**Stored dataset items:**

▬▬▬▬▬▬

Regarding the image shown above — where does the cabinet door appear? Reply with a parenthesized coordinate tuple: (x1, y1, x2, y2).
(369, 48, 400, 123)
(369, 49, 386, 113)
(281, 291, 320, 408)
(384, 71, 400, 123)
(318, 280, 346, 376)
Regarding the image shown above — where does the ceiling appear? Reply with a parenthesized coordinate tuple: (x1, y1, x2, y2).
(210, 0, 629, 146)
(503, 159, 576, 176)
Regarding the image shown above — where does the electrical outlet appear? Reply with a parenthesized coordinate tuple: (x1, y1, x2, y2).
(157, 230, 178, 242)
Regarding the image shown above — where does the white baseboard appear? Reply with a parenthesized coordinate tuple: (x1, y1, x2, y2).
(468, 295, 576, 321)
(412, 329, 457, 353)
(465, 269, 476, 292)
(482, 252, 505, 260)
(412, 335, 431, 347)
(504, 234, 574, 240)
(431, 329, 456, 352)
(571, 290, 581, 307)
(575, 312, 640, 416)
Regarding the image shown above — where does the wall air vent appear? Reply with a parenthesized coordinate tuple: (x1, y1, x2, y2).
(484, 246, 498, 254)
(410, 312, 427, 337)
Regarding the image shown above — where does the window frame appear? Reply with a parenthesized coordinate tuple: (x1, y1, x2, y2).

▬▬▬▬▬▬

**What is required:** An exact copy of all the records above is the required answer.

**Output:**
Regarding the image shown above — where does the cabinet door appear? Reply with a parenthesized coordinate tuple: (x1, y1, x2, y2).
(369, 48, 400, 123)
(369, 49, 386, 113)
(281, 291, 320, 408)
(384, 71, 400, 123)
(318, 280, 346, 376)
Regarding the image shown above — where does the ceiling appear? Reply with a parenthesized coordinate tuple: (x1, y1, x2, y2).
(210, 0, 629, 146)
(503, 159, 576, 176)
Regarding the image shown above — where does the electrical outlet appear? Reply with a parenthesized coordinate tuple: (x1, y1, x2, y2).
(157, 230, 178, 242)
Regarding the image shown above — where does the white baseboard appear? Reply with a parenthesized coordinate tuple: (x1, y1, x2, y2).
(468, 295, 576, 321)
(412, 329, 457, 353)
(465, 269, 476, 292)
(482, 252, 505, 260)
(412, 335, 431, 347)
(504, 234, 574, 240)
(431, 329, 456, 352)
(571, 290, 581, 307)
(575, 312, 640, 416)
Regarding the image shown above — where does the wall air vent appear? Reply with a parenthesized coordinate tuple: (x1, y1, x2, y2).
(484, 246, 498, 254)
(410, 312, 427, 337)
Regarding the image shown above — where does the window frame appear? Reply with a parenthesized coordinate tuple: (x1, y1, x2, y2).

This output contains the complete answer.